=== Begin Enclosure ===

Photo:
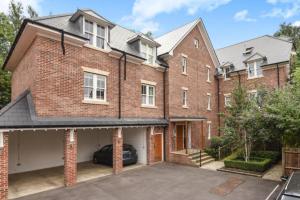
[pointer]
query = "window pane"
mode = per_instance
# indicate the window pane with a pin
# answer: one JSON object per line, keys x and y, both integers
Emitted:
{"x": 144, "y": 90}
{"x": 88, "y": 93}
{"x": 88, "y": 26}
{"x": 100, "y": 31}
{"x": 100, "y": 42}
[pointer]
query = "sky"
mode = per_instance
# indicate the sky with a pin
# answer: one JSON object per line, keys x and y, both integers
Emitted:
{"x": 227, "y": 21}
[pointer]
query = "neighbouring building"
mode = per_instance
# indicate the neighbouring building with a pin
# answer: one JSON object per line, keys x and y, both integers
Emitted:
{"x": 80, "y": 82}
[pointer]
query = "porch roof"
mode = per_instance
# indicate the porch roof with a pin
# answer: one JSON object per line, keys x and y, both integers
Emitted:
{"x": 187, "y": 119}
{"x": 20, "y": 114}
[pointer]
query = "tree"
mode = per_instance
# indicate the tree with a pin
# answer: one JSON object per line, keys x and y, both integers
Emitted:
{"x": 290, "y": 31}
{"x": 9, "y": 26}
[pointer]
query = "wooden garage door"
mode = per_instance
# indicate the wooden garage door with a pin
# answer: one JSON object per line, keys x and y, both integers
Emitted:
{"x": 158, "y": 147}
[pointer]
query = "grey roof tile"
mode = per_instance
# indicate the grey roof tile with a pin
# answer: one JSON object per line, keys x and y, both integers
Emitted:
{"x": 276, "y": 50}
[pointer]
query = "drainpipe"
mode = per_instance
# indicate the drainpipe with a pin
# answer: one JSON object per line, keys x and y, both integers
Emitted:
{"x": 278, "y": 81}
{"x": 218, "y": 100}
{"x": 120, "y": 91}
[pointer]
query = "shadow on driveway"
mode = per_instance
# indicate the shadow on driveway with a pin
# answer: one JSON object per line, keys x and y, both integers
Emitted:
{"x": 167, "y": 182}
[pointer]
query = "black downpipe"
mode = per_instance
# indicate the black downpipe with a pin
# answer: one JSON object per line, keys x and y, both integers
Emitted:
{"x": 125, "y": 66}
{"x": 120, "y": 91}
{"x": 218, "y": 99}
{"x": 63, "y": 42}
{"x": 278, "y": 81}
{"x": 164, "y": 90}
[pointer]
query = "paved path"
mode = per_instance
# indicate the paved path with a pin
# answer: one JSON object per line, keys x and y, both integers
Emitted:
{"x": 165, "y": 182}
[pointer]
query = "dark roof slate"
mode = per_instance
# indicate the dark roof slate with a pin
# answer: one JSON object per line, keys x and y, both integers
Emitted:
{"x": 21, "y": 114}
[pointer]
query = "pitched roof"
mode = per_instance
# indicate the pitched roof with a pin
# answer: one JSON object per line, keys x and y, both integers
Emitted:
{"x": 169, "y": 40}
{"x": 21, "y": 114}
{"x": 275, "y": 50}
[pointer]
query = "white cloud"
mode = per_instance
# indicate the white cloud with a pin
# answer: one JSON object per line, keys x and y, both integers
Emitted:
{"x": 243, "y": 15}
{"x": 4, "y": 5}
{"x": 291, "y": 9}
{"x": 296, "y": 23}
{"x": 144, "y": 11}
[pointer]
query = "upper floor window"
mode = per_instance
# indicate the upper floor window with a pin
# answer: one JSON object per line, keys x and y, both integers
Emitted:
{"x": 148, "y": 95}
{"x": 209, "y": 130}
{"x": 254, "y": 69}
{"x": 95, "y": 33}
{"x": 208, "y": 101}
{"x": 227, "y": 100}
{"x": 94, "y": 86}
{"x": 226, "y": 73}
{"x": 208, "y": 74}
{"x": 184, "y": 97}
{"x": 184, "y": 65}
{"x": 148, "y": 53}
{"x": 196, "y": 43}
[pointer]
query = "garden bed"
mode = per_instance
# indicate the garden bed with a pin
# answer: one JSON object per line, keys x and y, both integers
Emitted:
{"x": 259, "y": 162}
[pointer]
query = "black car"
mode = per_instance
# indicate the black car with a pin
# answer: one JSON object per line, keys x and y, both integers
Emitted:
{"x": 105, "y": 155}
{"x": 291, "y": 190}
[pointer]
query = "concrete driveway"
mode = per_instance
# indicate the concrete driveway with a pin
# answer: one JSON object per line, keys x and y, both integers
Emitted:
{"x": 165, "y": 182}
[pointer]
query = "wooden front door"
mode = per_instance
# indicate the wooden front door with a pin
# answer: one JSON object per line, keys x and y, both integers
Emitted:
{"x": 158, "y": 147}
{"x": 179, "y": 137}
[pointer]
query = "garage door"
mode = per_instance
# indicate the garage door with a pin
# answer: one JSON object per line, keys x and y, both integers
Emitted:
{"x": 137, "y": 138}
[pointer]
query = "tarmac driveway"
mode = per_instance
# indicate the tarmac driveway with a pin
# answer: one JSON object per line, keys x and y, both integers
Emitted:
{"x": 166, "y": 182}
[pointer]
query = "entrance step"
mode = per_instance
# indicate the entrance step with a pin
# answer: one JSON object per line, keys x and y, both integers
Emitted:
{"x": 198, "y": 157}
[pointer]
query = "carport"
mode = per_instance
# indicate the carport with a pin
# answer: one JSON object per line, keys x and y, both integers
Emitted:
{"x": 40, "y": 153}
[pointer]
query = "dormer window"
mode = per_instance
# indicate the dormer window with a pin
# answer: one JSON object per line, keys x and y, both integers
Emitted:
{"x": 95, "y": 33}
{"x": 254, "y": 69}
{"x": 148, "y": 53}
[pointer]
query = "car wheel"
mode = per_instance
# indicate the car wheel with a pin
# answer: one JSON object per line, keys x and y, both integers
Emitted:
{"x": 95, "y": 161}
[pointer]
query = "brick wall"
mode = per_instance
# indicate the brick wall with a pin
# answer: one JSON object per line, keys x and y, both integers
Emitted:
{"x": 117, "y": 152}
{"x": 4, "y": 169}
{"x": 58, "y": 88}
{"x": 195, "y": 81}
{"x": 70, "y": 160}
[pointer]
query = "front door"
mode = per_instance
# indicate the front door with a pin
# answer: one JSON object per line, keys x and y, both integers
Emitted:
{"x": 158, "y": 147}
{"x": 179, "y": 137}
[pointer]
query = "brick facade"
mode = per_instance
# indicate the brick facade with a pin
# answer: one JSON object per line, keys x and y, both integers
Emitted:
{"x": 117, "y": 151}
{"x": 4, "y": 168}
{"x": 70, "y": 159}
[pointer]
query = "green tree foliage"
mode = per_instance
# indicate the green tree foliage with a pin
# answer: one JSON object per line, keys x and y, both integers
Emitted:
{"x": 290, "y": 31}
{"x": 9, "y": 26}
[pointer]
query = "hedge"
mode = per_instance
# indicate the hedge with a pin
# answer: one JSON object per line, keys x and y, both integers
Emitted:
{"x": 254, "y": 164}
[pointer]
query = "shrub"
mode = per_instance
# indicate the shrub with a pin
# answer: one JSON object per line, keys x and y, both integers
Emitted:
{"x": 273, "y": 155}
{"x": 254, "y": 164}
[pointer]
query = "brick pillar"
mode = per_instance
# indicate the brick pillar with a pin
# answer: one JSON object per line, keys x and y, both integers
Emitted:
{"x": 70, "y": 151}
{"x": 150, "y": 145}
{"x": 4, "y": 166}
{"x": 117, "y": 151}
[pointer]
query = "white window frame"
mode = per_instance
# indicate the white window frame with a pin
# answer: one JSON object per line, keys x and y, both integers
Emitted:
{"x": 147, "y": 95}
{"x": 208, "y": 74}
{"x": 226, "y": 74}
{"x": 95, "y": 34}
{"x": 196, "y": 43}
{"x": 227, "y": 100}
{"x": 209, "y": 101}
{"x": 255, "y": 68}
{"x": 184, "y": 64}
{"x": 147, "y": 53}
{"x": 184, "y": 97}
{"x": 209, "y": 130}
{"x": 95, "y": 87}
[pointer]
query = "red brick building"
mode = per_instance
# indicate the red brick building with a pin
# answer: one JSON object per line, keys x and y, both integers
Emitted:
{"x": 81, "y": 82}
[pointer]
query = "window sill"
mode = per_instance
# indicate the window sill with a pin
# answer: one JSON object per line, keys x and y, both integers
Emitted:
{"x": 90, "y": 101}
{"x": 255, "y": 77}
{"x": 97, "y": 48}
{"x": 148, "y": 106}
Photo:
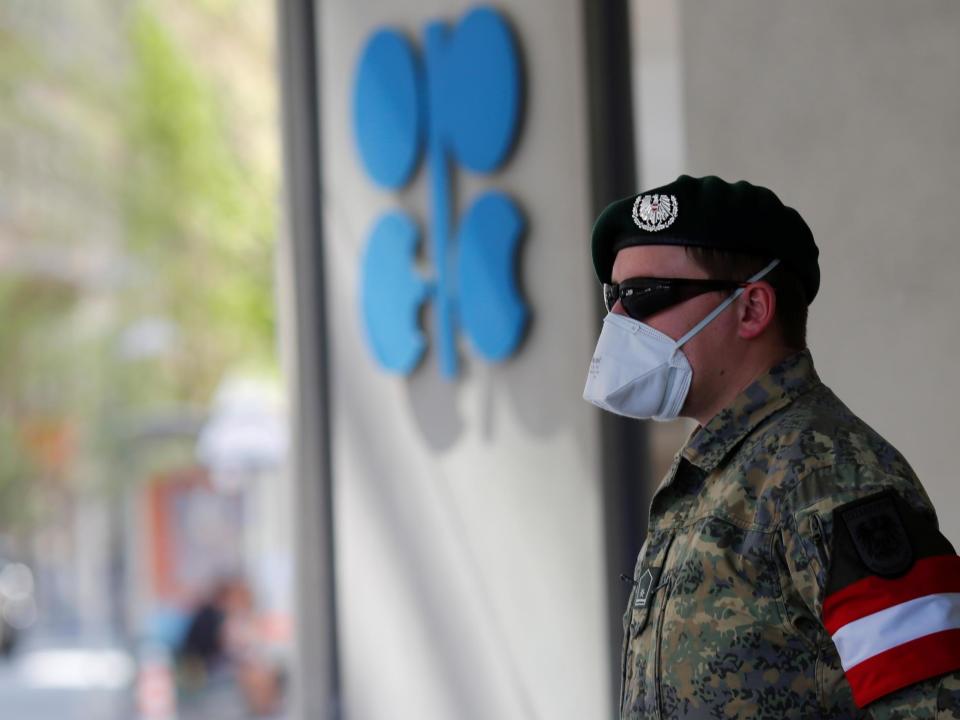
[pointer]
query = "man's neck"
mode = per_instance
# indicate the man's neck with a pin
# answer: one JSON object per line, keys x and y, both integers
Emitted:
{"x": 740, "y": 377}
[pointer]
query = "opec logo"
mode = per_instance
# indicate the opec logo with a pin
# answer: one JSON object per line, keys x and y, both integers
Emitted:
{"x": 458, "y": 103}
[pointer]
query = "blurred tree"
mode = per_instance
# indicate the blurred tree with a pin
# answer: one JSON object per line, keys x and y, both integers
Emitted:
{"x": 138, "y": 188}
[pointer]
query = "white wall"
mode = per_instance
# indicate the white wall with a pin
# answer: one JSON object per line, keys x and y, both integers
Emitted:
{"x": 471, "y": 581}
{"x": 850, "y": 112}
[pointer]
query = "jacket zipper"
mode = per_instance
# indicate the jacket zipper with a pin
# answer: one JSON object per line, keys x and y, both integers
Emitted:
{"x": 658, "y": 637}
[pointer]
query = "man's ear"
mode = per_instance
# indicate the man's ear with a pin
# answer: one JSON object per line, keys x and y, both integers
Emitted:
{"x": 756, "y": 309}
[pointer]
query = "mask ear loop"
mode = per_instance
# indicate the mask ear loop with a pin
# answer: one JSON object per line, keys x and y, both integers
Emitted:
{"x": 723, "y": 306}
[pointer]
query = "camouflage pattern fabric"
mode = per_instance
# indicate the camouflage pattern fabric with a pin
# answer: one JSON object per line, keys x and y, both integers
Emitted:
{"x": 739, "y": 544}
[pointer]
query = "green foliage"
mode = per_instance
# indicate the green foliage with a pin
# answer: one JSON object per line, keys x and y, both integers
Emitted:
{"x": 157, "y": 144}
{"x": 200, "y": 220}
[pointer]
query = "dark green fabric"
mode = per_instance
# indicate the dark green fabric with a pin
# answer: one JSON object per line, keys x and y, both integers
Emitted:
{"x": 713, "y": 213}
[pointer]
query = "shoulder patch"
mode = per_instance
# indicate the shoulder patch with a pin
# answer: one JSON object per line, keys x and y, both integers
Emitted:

=== End Enclosure ===
=== Begin Enclosure ===

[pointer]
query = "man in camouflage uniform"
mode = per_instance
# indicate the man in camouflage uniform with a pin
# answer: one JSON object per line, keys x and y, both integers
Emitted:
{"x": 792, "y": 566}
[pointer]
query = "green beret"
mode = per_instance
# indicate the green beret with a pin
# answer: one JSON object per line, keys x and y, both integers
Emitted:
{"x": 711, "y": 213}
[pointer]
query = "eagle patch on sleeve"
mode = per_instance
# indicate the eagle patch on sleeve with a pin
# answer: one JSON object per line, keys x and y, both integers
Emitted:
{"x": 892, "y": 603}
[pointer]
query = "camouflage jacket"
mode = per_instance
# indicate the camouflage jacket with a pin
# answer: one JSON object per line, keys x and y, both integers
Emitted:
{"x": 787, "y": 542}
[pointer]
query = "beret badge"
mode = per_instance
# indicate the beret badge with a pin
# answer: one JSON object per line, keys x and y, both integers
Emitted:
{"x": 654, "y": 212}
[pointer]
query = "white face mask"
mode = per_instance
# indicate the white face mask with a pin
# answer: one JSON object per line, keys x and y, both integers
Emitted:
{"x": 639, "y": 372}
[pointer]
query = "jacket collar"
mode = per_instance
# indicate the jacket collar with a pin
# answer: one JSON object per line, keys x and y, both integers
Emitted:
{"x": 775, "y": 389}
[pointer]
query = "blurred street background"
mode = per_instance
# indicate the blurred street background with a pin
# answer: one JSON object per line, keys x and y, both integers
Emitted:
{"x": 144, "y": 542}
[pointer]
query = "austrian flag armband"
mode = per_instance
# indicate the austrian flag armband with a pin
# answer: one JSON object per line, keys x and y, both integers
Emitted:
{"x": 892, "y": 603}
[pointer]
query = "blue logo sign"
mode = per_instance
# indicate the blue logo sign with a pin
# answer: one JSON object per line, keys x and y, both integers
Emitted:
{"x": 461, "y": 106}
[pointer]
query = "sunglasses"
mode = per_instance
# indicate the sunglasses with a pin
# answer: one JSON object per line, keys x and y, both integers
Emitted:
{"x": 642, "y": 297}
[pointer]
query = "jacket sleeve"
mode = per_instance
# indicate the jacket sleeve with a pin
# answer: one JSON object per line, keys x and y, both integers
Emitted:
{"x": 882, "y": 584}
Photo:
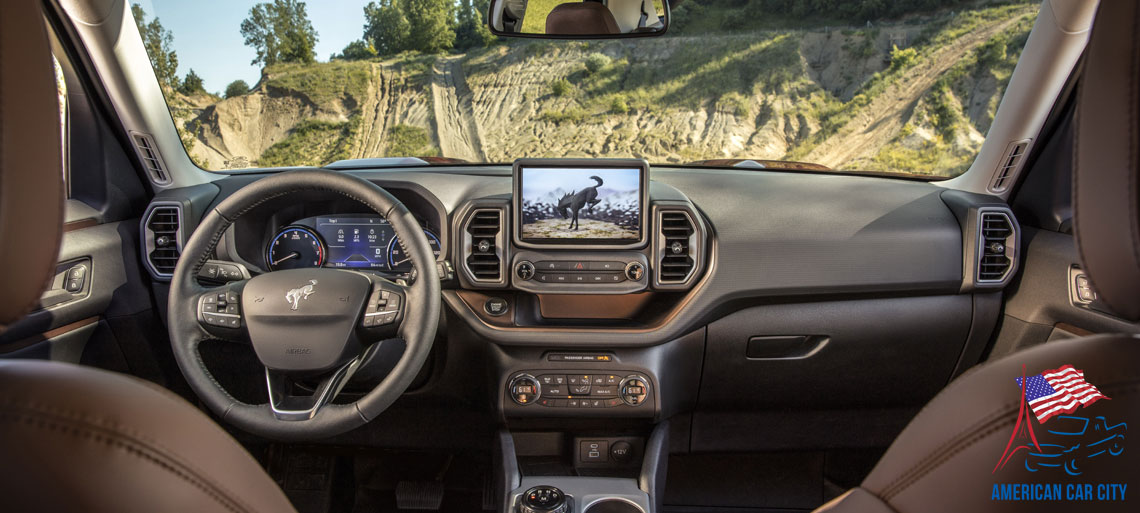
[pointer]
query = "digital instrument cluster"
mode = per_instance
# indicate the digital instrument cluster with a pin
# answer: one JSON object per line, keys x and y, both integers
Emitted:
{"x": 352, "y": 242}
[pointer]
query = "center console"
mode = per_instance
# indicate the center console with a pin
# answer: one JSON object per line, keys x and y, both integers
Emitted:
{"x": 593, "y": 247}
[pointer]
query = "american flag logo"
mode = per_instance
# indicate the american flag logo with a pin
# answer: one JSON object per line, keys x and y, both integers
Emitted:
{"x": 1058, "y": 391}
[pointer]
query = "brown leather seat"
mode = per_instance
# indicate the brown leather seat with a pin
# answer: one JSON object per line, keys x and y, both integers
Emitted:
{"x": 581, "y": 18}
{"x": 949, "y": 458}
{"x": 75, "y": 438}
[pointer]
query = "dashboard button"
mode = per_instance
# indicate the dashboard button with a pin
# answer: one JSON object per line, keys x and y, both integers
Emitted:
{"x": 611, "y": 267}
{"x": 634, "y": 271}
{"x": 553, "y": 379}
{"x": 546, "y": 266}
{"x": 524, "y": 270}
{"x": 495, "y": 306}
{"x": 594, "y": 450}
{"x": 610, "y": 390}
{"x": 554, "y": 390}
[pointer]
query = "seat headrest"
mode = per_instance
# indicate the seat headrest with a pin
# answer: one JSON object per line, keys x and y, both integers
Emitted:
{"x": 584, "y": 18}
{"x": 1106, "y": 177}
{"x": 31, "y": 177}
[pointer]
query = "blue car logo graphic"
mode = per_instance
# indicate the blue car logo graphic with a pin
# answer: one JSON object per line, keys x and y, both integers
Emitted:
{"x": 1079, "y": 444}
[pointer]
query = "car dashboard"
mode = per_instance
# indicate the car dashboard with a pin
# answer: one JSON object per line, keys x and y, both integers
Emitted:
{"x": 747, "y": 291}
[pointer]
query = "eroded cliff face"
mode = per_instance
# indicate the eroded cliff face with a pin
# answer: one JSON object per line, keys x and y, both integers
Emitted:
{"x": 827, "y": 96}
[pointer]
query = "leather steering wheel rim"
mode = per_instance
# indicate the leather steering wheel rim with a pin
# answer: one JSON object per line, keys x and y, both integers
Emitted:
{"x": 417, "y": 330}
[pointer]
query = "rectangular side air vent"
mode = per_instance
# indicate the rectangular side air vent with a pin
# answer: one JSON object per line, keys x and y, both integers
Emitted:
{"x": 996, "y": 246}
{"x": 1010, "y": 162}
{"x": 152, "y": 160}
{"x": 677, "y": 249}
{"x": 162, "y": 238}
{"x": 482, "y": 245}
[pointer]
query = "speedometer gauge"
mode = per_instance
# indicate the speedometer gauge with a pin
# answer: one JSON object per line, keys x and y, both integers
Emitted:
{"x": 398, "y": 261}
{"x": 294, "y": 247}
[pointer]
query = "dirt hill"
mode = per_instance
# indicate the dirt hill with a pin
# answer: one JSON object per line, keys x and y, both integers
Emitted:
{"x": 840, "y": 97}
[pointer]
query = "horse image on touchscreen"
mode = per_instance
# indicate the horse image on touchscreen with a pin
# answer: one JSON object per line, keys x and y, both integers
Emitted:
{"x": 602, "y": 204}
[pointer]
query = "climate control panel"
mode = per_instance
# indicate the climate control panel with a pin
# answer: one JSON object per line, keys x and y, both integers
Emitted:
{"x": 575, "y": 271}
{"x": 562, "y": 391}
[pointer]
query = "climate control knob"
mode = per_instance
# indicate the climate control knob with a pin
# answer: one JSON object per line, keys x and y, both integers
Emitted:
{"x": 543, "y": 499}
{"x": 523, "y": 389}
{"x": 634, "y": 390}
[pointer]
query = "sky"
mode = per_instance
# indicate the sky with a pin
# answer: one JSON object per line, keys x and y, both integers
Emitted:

=== End Enclosure ===

:: Task item ::
Work through the records above. Copy every line with the string "pillar".

:: Expected answer ::
query = "brick pillar"
# indicate the brick pillar with a pin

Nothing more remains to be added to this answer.